** Task brief **
Each entry below must be repeated word for word.

** Data to process **

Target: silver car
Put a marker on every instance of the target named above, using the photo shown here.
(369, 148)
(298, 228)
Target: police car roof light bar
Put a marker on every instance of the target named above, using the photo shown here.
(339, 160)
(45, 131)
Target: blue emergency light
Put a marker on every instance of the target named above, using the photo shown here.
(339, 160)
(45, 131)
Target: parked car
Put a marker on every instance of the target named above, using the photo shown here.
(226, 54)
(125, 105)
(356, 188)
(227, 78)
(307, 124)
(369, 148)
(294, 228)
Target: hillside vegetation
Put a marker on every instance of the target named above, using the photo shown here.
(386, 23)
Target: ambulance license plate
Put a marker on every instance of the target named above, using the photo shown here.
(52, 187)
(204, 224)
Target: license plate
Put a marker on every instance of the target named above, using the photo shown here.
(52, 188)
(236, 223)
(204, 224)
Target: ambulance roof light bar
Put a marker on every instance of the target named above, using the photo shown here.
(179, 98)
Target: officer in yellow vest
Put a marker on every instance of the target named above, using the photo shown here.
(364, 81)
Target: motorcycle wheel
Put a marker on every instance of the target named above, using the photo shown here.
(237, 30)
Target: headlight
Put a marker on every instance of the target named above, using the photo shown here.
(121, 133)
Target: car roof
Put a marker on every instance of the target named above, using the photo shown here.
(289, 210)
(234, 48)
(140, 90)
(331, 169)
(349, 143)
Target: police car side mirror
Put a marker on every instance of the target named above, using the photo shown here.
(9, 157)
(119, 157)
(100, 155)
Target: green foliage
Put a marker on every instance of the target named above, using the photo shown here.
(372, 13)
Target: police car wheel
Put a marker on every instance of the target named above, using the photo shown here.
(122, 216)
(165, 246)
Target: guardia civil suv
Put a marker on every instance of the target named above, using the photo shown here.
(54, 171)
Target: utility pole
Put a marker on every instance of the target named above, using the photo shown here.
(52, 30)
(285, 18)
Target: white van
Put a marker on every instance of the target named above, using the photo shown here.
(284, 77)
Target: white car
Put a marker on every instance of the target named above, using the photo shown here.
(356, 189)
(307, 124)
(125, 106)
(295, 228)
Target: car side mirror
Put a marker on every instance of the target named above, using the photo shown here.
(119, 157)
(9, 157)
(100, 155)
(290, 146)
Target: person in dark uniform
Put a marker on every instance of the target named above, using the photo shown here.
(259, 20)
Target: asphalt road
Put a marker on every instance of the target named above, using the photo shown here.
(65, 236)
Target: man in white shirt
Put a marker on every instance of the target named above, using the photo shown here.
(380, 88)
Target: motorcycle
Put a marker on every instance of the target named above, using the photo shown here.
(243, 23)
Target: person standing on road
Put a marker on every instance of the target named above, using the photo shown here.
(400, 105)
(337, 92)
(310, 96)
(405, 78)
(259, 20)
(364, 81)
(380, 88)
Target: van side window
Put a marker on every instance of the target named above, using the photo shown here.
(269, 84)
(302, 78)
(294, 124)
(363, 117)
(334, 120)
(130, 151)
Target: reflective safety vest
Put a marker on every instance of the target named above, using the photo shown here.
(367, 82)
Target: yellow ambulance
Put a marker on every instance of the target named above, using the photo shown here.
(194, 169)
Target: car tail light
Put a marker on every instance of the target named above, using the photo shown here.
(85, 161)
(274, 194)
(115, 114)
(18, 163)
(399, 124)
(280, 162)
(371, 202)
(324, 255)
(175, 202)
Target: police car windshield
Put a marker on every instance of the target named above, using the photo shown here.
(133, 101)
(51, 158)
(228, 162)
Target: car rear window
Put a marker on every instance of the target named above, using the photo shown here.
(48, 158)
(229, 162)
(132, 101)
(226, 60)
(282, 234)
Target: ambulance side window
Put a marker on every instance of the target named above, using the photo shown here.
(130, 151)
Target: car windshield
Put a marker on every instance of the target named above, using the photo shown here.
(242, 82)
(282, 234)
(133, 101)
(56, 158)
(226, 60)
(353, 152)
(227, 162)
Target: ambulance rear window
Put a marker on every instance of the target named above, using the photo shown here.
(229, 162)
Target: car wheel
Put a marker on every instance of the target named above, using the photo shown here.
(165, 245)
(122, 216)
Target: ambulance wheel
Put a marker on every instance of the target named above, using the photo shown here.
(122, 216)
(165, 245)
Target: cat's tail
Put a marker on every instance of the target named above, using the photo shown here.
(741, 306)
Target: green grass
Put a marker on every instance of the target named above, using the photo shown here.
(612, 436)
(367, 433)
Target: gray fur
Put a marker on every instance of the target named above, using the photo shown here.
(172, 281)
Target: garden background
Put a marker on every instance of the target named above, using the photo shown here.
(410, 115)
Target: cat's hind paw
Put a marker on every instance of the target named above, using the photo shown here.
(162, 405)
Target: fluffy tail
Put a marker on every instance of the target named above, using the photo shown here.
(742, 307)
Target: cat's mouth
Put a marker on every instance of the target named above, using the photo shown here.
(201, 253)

** Solution **
Target: silver car
Put a marker on every instance of the target named above, using the photo shown here.
(369, 148)
(298, 228)
Target: police car roof light bar
Put a marker on every instance of the target named above, using the photo shown here.
(339, 160)
(45, 131)
Target: blue emergency light
Put a marker on every instance of the target named above, using the photo shown here.
(339, 160)
(45, 131)
Target: parked car
Put a marker on every instance of the target named above, using the photo shown here.
(226, 54)
(125, 105)
(356, 188)
(227, 78)
(307, 124)
(369, 148)
(294, 228)
Target: hillside vegetation
Put a marker on every instance of the target named above, using the photo shown here.
(386, 23)
Target: ambulance license plate
Put a marker on every instance of the target named above, using the photo shown here.
(52, 187)
(204, 224)
Target: license plate
Put a marker on every instance of the target named above, using the photo shown here.
(52, 188)
(236, 223)
(204, 224)
Target: ambulance roof light bar
Put a marker on every instance of the target named above, using the photo shown here.
(179, 98)
Target: officer in yellow vest
Put a marker on every instance of the target named above, using the photo shown here.
(364, 81)
Target: motorcycle wheel
Put a marker on every instance of the target named above, using the photo shown here.
(237, 30)
Target: headlight
Put a marker on every instance of the target named above, using the photo shown here.
(121, 133)
Target: car roof
Put a marker on every instance of the target named above, using the photo shown here.
(289, 210)
(234, 48)
(140, 90)
(331, 169)
(349, 143)
Target: police car side mirror
Put a marker on every instance of the target named above, using the photo shown here.
(9, 157)
(119, 157)
(100, 155)
Target: green foliage
Put a marker on every instance of the target named above, using the photo shown here.
(372, 13)
Target: police car wheel
Put a marker on every instance of the target named above, using the photo shown here.
(122, 216)
(165, 246)
Target: guardia civil suv
Put a marker on every instance of the target named above, using the photo shown here.
(54, 171)
Target: utility pole
Put a marker on every instance of the target named above, using the photo shown here.
(52, 30)
(285, 18)
Target: white van
Put a marker on every instance of the target named above, using the photo shown here.
(284, 77)
Target: white car
Put a marker on every instance of the target named above, using the photo shown here.
(356, 189)
(307, 124)
(125, 106)
(295, 228)
Target: car side mirror
Put a marker on every instance of the target named above, using the photo shown here.
(119, 157)
(9, 157)
(100, 155)
(290, 146)
Target: person in dark uniform
Put a marker on every instance of the target named above, using the photo shown here.
(259, 20)
Target: asphalt road
Put a marker on every instance of the target named above, using the photo shown here.
(65, 236)
Target: man in white shirt
Put a marker on every instance of the target named above, using the photo shown here.
(380, 88)
Target: motorcycle
Put a marker on every instance of the target named above, using the photo shown here.
(243, 23)
Target: person standing on road
Put a marker on every instance of the target named above, using the photo shown here.
(400, 105)
(337, 92)
(310, 96)
(405, 78)
(259, 20)
(364, 81)
(380, 88)
Target: van side window
Put a marker on every instance of the target named above, using the photo shown here.
(269, 84)
(302, 78)
(294, 124)
(363, 117)
(334, 120)
(130, 151)
Target: reflective safety vest
Put a marker on every instance of the target named above, using the photo shown here.
(367, 82)
Target: yellow ambulance
Put a marker on every instance of the target named above, using the photo shown here.
(194, 169)
Target: car tail light
Put a marker on every instance of the target named above, using the photo shown here.
(85, 161)
(274, 194)
(115, 114)
(18, 163)
(399, 124)
(280, 162)
(371, 202)
(324, 255)
(175, 202)
Target: police car windshield
Put a marker on every instance of the target named above, using the photo shown here.
(133, 101)
(51, 158)
(228, 162)
Target: car rear window
Put a marker on every instance of the target named above, using the photo shown here.
(48, 158)
(229, 162)
(132, 101)
(226, 60)
(282, 234)
Target: ambulance side window
Put a marker on every instance of the target named above, using the photo shown here.
(130, 151)
Target: car windshield
Put a marker on every instance of the target named above, using the photo shown here.
(242, 82)
(282, 234)
(133, 101)
(56, 158)
(226, 60)
(353, 152)
(227, 162)
Target: ambulance rear window
Put a marker on every instance of the target named above, using the photo shown here.
(229, 162)
Target: car wheel
Put a marker on every instance of the target named above, using the photo shown here.
(165, 245)
(122, 216)
Target: ambulance wheel
Put a marker on every instance of the target named above, using the photo shown here.
(122, 216)
(165, 245)
Target: cat's tail
Put a marker on every instance of the target named above, using the photo shown here.
(741, 306)
Target: green grass
Put a marker on every instance of the target named above, using the photo shown here.
(612, 436)
(367, 433)
Target: gray fur
Put a marker on every instance of the target named above, using the photo shown here.
(172, 281)
Target: garden background
Put a marker on every instance of the target named above, using the photo shown here.
(410, 115)
Target: cat's hind paw
Put a marker on every instance of the target named above, using the photo shown here.
(162, 405)
Target: fluffy tail
Put a marker on every instance of the target named above, using the photo shown here.
(742, 307)
Target: cat's mouth
Put a marker on every instance of the target named above, using the photo shown here.
(201, 253)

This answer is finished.